To do:
Starting at the line that contains "Per instance of the hazy" and ending at the last of the items, write those lines out again with their requests, adding 70 to every number in the answer coordinates. Leave the pictures out of your answer.

• • •

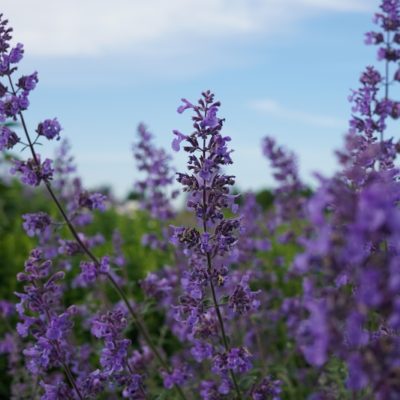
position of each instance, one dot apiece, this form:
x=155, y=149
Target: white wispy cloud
x=99, y=27
x=273, y=108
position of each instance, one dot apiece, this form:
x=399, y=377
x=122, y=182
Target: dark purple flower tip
x=36, y=224
x=31, y=173
x=28, y=83
x=3, y=90
x=105, y=265
x=373, y=38
x=180, y=137
x=211, y=120
x=89, y=272
x=186, y=104
x=8, y=138
x=16, y=53
x=50, y=128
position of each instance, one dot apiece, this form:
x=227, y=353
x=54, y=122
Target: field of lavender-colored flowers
x=231, y=298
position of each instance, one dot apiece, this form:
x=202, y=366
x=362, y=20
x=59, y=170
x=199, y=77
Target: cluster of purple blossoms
x=114, y=356
x=348, y=309
x=350, y=262
x=208, y=250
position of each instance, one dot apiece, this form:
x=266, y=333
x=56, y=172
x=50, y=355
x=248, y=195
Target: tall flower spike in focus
x=208, y=244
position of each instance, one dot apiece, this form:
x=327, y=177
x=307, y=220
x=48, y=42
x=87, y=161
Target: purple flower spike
x=8, y=138
x=50, y=128
x=180, y=137
x=36, y=224
x=211, y=120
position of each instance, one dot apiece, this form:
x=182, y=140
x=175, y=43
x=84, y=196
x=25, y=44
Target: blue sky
x=280, y=67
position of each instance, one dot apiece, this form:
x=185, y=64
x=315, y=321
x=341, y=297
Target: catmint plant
x=201, y=309
x=14, y=99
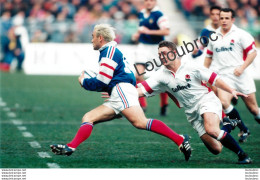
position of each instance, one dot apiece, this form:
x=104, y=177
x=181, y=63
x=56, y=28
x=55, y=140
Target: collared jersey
x=185, y=87
x=230, y=50
x=155, y=21
x=113, y=69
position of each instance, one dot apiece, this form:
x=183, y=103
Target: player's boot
x=232, y=122
x=234, y=101
x=244, y=159
x=163, y=110
x=185, y=147
x=61, y=149
x=257, y=120
x=243, y=136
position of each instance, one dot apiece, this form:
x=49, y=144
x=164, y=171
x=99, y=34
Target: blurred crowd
x=69, y=20
x=247, y=12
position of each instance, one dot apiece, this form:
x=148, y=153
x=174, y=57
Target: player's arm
x=222, y=85
x=105, y=75
x=207, y=62
x=249, y=59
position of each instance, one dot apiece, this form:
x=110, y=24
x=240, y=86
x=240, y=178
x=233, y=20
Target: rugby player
x=153, y=27
x=229, y=56
x=184, y=84
x=118, y=81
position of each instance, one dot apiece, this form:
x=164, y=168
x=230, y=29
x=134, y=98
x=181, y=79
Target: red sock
x=142, y=100
x=223, y=114
x=164, y=99
x=159, y=127
x=82, y=134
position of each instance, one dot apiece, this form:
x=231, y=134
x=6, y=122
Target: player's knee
x=225, y=104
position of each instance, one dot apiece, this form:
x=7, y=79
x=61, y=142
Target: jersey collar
x=232, y=29
x=112, y=43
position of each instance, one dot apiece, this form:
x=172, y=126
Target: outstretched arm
x=222, y=85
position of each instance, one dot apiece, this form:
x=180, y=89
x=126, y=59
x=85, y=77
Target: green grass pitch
x=51, y=108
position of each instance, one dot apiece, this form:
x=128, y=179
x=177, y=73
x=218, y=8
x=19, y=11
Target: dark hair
x=168, y=44
x=215, y=7
x=233, y=14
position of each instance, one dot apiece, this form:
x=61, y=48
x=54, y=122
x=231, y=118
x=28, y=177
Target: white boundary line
x=19, y=124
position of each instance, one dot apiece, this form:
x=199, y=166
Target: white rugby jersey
x=185, y=87
x=231, y=50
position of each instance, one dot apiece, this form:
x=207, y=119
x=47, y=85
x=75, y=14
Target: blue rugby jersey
x=155, y=21
x=113, y=69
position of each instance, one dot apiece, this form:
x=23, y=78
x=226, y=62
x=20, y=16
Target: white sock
x=258, y=115
x=220, y=135
x=229, y=109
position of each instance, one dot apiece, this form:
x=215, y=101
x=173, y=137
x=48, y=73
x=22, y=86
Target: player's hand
x=105, y=95
x=135, y=36
x=235, y=94
x=238, y=71
x=143, y=30
x=81, y=77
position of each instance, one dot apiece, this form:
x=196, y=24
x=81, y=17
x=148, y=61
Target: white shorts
x=243, y=83
x=123, y=96
x=208, y=103
x=145, y=53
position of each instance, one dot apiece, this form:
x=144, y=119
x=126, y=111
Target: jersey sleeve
x=205, y=74
x=106, y=71
x=151, y=86
x=248, y=43
x=163, y=22
x=209, y=50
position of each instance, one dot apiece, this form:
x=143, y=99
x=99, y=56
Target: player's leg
x=252, y=106
x=214, y=146
x=140, y=78
x=101, y=113
x=164, y=103
x=211, y=124
x=136, y=117
x=229, y=110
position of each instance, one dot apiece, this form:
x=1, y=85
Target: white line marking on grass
x=2, y=103
x=11, y=114
x=27, y=134
x=44, y=155
x=6, y=109
x=21, y=128
x=17, y=122
x=34, y=144
x=53, y=165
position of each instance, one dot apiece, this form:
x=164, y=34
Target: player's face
x=214, y=16
x=226, y=20
x=95, y=41
x=165, y=56
x=149, y=4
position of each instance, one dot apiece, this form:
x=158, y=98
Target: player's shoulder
x=157, y=12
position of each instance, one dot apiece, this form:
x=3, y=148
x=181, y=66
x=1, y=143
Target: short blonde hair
x=106, y=31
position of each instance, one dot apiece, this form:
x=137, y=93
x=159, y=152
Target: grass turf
x=51, y=108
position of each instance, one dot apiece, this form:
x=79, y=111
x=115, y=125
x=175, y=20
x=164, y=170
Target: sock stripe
x=86, y=123
x=149, y=124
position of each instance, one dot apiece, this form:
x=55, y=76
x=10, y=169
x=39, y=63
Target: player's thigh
x=212, y=144
x=225, y=98
x=140, y=68
x=251, y=103
x=135, y=116
x=211, y=123
x=101, y=113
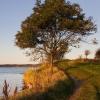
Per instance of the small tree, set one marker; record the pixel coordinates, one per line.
(52, 28)
(97, 54)
(87, 52)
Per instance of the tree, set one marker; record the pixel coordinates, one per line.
(87, 52)
(97, 54)
(52, 28)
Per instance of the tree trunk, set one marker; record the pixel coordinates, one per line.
(51, 64)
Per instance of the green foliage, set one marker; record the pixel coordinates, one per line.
(52, 27)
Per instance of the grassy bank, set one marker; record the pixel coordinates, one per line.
(60, 87)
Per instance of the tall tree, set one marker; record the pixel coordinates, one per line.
(52, 28)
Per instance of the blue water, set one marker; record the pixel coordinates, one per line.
(13, 76)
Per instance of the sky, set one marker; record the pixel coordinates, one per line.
(13, 12)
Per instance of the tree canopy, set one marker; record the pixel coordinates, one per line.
(52, 28)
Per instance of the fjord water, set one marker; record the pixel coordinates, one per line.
(13, 76)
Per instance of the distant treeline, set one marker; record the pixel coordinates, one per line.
(19, 65)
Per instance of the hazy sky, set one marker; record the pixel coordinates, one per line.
(13, 12)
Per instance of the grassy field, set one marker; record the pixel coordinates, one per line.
(88, 72)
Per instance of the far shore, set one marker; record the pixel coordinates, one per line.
(19, 65)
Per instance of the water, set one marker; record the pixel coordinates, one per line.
(13, 76)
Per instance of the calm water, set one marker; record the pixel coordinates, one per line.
(13, 76)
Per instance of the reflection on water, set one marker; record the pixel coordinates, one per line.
(13, 76)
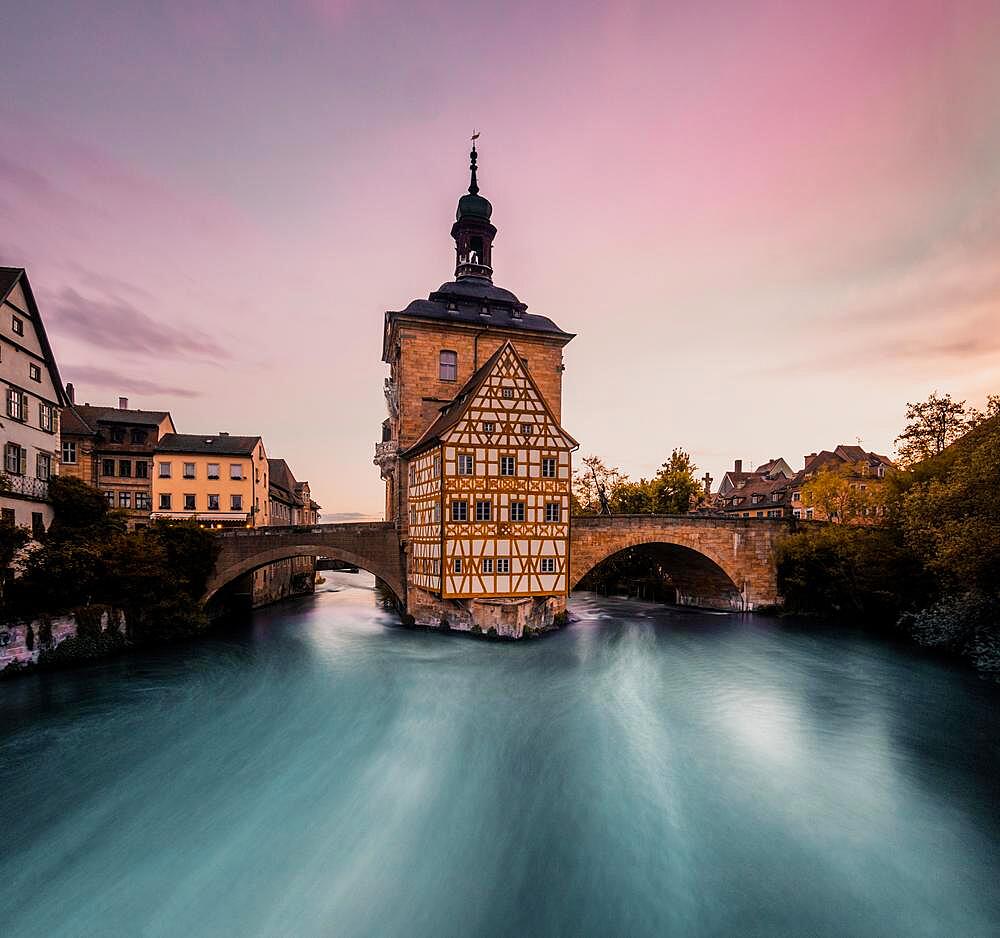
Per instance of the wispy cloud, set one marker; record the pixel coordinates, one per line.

• • •

Worked solution:
Per instance of the hazy sky, set one marker; record the pixel coordinates, one per line.
(83, 82)
Per instance of the grassy field, set one marker; record the pixel coordinates, one per line.
(158, 142)
Per instance of the far shore, set one marker; record the pixel coordinates, one per line.
(89, 135)
Per instance of the water, set one marker; record the pixel coordinates, one per line.
(83, 146)
Per instance of the calm water, set one marker; record the pixel coordinates, one per line.
(83, 146)
Per instance of the reflection on water, set one marker; record the pixel coordinates, one per line.
(83, 146)
Per instance of the wispy cloud, set one marker; record the pixel coordinates, one per line.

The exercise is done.